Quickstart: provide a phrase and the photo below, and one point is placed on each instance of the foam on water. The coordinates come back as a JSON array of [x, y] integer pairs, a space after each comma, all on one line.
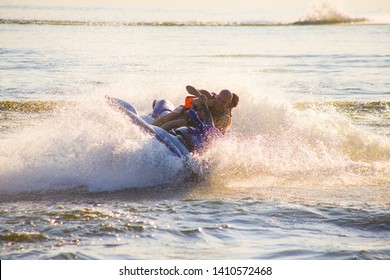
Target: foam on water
[[87, 144], [272, 143]]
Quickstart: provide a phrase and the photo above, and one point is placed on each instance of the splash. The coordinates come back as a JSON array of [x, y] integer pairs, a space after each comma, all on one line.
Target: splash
[[273, 144], [84, 144], [326, 14], [276, 145]]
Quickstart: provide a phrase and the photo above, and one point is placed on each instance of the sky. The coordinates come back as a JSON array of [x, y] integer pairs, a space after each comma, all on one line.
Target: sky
[[282, 10]]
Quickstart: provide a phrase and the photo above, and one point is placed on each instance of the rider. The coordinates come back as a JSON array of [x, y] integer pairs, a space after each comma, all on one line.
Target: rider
[[197, 134], [220, 106]]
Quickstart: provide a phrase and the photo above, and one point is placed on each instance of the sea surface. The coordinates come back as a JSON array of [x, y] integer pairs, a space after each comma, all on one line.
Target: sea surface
[[304, 172]]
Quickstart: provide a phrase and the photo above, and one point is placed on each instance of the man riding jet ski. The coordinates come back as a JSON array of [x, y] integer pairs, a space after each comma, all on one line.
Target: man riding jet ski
[[197, 134]]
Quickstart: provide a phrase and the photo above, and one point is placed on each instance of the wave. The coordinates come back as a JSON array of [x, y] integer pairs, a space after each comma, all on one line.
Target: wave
[[326, 14], [89, 145], [307, 21]]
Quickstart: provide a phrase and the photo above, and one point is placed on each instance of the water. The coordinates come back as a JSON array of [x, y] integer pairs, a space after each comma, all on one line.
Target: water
[[303, 173]]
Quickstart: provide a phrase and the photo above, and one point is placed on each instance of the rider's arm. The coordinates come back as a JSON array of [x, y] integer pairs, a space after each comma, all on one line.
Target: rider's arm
[[197, 93], [207, 117]]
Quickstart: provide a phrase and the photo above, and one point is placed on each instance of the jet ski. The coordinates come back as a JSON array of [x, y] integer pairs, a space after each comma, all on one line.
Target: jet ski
[[182, 142]]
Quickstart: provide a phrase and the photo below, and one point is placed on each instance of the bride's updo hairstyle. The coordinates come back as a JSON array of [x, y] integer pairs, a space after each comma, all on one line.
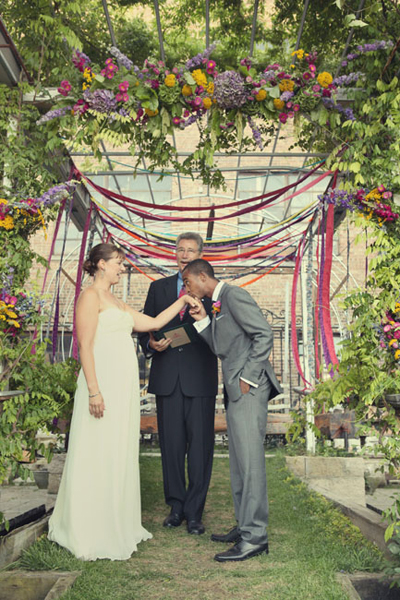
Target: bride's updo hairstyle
[[100, 252]]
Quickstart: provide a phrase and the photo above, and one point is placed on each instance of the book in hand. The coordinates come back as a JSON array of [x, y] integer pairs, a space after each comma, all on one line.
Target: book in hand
[[179, 335]]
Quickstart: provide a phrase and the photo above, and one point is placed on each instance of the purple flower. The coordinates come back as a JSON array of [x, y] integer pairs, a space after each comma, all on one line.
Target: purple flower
[[101, 100], [229, 90]]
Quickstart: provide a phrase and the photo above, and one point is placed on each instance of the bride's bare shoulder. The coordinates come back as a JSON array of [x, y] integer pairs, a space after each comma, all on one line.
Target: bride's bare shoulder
[[89, 296]]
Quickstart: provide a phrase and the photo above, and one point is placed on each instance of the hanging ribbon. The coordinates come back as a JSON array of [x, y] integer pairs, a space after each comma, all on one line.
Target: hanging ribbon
[[295, 344], [79, 280], [152, 217], [271, 195]]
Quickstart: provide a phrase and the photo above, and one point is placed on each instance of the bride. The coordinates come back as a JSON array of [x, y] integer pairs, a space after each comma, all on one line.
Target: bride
[[98, 512]]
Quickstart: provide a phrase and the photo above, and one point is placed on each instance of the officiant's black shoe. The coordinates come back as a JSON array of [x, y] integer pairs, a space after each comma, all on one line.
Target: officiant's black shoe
[[241, 551], [195, 527], [173, 520], [232, 537]]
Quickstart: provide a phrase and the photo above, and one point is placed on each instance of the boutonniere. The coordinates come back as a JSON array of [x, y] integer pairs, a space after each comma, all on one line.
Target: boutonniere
[[216, 307]]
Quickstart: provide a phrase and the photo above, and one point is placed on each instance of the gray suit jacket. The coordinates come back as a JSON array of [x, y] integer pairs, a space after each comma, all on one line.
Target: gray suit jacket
[[242, 338]]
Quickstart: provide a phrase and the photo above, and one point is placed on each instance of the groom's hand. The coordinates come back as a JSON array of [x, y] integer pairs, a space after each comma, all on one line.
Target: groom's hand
[[160, 345], [198, 312]]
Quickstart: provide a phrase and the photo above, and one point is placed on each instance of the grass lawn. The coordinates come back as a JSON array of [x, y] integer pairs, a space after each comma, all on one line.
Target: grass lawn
[[310, 541]]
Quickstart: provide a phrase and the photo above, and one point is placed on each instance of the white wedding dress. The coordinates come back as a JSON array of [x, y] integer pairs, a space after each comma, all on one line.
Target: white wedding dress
[[98, 511]]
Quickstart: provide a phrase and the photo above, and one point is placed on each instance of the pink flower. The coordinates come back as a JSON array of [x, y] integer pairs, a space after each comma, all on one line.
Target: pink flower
[[80, 107], [123, 86], [210, 67]]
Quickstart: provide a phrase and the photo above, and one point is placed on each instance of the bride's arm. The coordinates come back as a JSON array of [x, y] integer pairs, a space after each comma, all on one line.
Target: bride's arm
[[87, 316], [146, 323]]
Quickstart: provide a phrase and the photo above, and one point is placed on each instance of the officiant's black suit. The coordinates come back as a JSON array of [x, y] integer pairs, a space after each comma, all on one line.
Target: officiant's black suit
[[185, 381]]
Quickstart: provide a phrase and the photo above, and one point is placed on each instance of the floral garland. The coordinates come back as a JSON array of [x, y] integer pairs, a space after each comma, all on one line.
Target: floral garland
[[17, 312], [376, 205], [25, 215], [390, 332], [123, 104]]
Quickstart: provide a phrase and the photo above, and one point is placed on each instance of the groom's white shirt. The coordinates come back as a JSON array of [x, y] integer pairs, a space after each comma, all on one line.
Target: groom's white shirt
[[200, 325]]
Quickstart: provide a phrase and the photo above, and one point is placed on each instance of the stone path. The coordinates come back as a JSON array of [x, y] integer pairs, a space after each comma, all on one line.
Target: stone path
[[16, 500], [382, 498]]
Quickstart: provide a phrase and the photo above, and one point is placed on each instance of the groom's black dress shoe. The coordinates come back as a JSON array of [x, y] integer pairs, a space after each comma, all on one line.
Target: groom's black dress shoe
[[173, 520], [241, 551], [232, 537], [195, 527]]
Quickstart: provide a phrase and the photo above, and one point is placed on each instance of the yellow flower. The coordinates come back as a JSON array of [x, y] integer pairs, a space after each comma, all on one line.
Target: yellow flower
[[199, 77], [7, 222], [170, 80], [187, 90], [261, 95], [210, 88], [286, 85], [324, 79], [151, 113], [278, 103], [88, 75]]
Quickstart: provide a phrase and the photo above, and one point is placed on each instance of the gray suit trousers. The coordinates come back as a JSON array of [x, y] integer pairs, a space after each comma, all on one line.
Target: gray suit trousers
[[247, 422]]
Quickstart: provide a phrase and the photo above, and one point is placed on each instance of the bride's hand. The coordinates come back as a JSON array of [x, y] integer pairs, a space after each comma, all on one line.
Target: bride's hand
[[96, 406]]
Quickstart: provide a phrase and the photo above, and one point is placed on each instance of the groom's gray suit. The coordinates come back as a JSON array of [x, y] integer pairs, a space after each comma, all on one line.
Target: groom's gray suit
[[242, 338]]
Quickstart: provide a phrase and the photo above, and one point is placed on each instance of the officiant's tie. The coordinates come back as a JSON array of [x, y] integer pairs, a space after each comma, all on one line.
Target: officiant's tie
[[182, 293]]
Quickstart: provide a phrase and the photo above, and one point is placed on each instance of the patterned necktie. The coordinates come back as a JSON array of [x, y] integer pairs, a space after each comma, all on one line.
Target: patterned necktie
[[181, 293]]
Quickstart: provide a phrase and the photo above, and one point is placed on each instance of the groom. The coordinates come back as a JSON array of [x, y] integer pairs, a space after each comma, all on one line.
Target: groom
[[241, 337]]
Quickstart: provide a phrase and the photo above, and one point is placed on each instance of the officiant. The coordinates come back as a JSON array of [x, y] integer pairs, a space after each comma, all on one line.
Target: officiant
[[184, 379]]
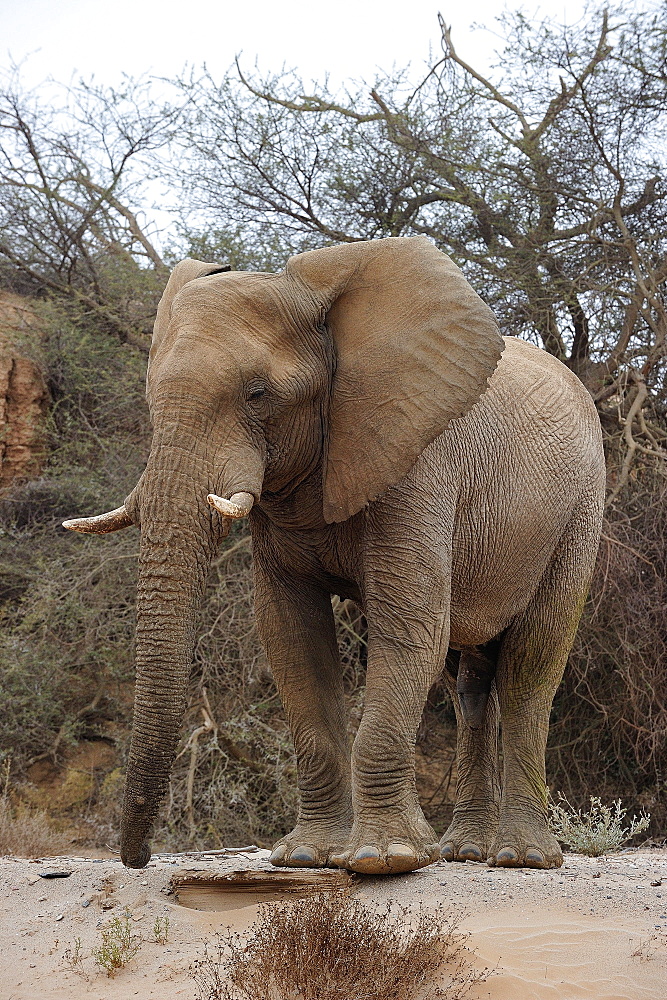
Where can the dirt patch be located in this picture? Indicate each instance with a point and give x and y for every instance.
(596, 928)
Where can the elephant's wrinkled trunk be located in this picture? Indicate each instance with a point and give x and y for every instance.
(179, 535)
(173, 563)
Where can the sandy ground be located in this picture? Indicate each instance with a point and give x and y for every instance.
(597, 928)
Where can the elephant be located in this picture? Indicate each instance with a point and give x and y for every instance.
(390, 447)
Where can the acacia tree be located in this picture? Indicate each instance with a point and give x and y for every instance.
(545, 182)
(71, 170)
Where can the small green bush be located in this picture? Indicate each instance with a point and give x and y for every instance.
(596, 832)
(119, 945)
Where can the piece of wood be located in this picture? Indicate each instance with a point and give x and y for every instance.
(302, 881)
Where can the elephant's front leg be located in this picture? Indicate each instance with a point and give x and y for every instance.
(297, 628)
(406, 650)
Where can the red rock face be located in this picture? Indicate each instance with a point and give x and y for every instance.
(23, 395)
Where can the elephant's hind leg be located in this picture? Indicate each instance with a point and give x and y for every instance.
(533, 655)
(475, 820)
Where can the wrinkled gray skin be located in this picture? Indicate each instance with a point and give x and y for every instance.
(395, 459)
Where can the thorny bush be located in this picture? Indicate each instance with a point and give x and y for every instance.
(326, 947)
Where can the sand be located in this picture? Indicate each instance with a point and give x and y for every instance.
(596, 928)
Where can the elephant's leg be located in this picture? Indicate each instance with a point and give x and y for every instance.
(532, 658)
(298, 632)
(475, 821)
(406, 649)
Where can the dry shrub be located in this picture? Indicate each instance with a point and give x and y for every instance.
(609, 724)
(333, 947)
(29, 834)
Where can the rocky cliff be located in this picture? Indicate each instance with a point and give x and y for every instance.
(23, 393)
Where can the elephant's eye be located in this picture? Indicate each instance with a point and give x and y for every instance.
(256, 392)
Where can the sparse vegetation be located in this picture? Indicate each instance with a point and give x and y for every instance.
(326, 947)
(119, 944)
(28, 833)
(596, 832)
(161, 929)
(73, 958)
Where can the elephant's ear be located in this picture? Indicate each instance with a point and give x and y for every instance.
(415, 348)
(186, 270)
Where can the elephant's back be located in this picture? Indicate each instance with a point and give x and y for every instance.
(515, 469)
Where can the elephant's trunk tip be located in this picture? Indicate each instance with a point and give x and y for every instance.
(138, 860)
(238, 505)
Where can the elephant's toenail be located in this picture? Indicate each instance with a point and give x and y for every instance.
(366, 854)
(447, 852)
(400, 851)
(470, 852)
(508, 856)
(304, 855)
(433, 851)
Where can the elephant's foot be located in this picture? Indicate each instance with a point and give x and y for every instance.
(470, 835)
(525, 842)
(310, 845)
(389, 846)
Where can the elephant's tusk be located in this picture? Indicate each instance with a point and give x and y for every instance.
(113, 520)
(239, 504)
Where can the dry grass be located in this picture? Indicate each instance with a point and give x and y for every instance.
(333, 947)
(28, 834)
(609, 723)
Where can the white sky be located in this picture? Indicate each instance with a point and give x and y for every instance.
(347, 38)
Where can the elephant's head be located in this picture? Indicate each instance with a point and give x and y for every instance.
(345, 365)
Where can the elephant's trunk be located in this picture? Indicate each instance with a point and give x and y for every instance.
(173, 563)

──────────────────────────────

Quote, without alteration, the final stretch of the entries: the line with "Where can the elephant's toenail" onward to the last line.

Where can the elephant's toenail be located in this picture? Indicate each instance with a point and give x and y for every instance.
(366, 854)
(447, 852)
(400, 851)
(470, 852)
(508, 856)
(304, 855)
(433, 851)
Where can the elephant's foot be located in this picture? Indicate each instance with a point and give x and y for every instance.
(470, 835)
(525, 842)
(310, 845)
(389, 846)
Where can the elephant's tusk be located in this picture? Indicate each instance with a point and give x and y for every instance.
(113, 520)
(239, 504)
Where can the dry grass be located in this picture? Indicate each instance with a point and give x and y for every instance.
(333, 947)
(28, 834)
(609, 723)
Where can the white sky be located in this picture? Indicate each instance with a point and give x and y for every instance.
(347, 38)
Where can the elephant's head be located in this picture? Indicate each instance with a point and give x and y for every instance.
(345, 365)
Where can the elephant's trunk be located in this picture? Indicate each instance with a point and give x and y for every instance.
(173, 563)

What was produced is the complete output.